[Problem statement] Restate word for word the lines of the records below, starting at the line that contains "of the overcast" and ending at the line that contains "the child in", with both of those lines included and nothing else.

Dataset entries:

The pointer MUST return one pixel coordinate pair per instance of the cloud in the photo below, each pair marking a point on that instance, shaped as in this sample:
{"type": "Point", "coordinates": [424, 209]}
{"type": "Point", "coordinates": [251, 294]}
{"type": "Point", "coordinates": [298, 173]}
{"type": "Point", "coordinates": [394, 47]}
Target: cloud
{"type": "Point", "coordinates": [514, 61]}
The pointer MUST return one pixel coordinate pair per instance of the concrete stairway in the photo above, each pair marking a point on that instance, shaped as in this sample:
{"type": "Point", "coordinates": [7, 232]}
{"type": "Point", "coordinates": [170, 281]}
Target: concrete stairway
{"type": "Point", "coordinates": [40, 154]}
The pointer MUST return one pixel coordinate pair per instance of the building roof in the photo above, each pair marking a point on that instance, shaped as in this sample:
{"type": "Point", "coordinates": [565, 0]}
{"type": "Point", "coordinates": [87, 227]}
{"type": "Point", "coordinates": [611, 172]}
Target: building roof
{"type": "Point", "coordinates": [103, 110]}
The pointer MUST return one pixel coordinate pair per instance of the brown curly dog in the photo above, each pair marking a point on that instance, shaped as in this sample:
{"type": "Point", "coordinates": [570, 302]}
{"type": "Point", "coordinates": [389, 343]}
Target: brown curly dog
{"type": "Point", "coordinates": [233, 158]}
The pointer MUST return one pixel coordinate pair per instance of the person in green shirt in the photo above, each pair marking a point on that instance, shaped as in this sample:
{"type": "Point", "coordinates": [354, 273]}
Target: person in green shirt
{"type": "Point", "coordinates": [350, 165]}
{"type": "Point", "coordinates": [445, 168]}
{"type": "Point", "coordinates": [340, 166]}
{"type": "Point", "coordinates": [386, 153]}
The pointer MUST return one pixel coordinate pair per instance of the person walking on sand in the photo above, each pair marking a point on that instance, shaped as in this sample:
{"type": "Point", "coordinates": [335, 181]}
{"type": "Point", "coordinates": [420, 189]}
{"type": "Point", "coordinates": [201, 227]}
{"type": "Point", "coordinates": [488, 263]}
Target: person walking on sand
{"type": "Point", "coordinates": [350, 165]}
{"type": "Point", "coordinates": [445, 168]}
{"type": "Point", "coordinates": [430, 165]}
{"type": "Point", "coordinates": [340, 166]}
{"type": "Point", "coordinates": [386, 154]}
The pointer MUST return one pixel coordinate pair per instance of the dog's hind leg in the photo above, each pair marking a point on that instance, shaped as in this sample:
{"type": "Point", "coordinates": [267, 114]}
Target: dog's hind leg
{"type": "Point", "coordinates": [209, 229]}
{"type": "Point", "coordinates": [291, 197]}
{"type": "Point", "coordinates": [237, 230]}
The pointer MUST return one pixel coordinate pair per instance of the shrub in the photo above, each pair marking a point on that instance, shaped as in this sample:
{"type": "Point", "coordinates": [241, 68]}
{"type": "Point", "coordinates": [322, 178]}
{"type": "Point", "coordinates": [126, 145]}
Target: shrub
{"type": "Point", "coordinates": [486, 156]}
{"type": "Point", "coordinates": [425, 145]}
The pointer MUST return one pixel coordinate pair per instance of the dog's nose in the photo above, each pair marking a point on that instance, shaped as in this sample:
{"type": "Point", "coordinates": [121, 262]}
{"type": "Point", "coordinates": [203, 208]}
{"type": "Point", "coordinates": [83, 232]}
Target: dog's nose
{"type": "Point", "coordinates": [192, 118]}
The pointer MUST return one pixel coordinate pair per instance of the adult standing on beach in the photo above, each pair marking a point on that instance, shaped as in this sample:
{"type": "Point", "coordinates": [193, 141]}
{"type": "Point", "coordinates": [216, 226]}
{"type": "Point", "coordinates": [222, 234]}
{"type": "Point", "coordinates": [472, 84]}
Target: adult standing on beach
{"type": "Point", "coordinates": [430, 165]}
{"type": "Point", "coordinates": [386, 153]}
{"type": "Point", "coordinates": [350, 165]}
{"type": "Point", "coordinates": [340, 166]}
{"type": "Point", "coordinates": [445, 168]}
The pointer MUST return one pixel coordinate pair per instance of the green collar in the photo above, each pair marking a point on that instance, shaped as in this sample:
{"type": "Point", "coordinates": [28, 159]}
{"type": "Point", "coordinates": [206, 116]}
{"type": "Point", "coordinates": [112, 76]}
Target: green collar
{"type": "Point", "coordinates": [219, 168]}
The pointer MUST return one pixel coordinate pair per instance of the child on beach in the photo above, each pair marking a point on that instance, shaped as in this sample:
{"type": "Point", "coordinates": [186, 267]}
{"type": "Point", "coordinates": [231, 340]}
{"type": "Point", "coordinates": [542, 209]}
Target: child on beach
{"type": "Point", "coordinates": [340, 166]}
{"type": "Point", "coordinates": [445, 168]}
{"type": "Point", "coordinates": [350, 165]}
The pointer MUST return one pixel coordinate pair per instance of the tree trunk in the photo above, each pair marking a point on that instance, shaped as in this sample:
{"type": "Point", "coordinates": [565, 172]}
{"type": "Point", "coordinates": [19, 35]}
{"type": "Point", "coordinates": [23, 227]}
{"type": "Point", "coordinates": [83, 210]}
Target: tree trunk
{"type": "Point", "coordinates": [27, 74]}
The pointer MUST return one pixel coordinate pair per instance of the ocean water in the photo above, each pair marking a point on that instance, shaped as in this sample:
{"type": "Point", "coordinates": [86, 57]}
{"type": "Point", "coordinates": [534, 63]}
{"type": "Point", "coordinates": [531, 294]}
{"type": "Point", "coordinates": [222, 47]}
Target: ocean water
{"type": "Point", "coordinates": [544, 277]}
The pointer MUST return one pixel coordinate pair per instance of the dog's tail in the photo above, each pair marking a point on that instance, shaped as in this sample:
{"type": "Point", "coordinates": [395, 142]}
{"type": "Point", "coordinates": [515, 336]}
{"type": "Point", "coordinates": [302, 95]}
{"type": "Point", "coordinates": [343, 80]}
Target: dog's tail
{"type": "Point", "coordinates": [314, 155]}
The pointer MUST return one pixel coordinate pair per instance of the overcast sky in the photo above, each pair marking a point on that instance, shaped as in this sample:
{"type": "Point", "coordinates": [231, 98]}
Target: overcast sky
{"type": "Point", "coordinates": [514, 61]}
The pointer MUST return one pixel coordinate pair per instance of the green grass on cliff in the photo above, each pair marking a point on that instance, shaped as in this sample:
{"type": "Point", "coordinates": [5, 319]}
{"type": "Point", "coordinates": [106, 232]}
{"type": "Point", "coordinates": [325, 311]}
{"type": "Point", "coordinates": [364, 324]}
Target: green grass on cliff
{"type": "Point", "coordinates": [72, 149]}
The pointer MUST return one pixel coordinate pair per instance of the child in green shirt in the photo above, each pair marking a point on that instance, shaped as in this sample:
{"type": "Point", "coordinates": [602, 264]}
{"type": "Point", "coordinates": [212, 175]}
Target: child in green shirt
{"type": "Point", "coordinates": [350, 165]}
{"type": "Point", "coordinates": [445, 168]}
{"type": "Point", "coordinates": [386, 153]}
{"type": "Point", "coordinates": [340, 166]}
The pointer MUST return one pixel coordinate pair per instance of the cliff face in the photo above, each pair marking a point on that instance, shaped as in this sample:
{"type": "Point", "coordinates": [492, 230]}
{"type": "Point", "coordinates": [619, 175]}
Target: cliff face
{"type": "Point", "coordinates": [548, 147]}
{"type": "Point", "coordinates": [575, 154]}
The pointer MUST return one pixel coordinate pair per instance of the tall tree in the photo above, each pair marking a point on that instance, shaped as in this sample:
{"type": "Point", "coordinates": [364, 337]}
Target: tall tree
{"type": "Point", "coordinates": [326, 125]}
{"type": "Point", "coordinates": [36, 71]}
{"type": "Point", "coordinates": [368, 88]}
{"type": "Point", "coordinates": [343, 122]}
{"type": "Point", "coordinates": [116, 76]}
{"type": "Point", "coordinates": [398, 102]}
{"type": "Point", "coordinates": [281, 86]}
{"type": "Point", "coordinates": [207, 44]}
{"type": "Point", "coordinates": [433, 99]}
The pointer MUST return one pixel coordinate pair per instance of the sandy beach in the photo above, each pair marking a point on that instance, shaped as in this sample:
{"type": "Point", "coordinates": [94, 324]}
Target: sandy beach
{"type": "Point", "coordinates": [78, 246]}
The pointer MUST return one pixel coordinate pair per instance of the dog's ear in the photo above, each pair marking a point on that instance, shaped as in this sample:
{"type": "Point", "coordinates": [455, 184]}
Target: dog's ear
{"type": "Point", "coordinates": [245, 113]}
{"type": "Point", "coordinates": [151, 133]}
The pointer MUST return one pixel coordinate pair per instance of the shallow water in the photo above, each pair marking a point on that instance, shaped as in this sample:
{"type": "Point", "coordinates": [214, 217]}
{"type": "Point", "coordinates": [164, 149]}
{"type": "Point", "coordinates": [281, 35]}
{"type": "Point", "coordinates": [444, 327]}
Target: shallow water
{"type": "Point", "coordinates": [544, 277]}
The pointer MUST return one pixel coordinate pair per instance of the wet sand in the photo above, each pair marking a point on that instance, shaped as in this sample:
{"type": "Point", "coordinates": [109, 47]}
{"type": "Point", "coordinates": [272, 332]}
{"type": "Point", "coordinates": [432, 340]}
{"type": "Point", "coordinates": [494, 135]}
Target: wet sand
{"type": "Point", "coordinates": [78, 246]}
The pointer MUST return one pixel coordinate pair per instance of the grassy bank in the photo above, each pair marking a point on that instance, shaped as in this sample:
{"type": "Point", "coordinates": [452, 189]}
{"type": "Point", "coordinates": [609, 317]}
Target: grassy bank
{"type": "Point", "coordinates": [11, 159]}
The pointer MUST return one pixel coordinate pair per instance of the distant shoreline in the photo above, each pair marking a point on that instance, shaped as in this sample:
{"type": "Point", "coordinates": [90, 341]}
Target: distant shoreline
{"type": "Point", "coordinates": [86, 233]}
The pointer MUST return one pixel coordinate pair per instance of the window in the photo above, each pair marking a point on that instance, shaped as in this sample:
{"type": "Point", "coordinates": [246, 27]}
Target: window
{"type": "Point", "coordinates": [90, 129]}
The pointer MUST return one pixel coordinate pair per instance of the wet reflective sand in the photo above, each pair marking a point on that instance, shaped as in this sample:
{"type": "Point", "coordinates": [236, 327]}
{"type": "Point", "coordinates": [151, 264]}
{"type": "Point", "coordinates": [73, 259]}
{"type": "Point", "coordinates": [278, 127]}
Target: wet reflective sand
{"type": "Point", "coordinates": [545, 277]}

[Task result]
The pointer MUST return one pixel coordinate pair per instance of the overcast sky in the photo above, each pair marking a point on that instance, shaped as in this sample:
{"type": "Point", "coordinates": [231, 98]}
Target: overcast sky
{"type": "Point", "coordinates": [514, 61]}
The pointer MUST return one pixel coordinate pair per instance of the green grass on cliff in the photo above, each pair marking a point on that instance, shaped as in this sample:
{"type": "Point", "coordinates": [5, 319]}
{"type": "Point", "coordinates": [106, 232]}
{"type": "Point", "coordinates": [325, 311]}
{"type": "Point", "coordinates": [364, 324]}
Target: green grass on cliff
{"type": "Point", "coordinates": [72, 149]}
The pointer MUST return one pixel coordinate pair per instance of the child in green shirt in the photo above, each pair marking a point on that instance, shaped as in this sample:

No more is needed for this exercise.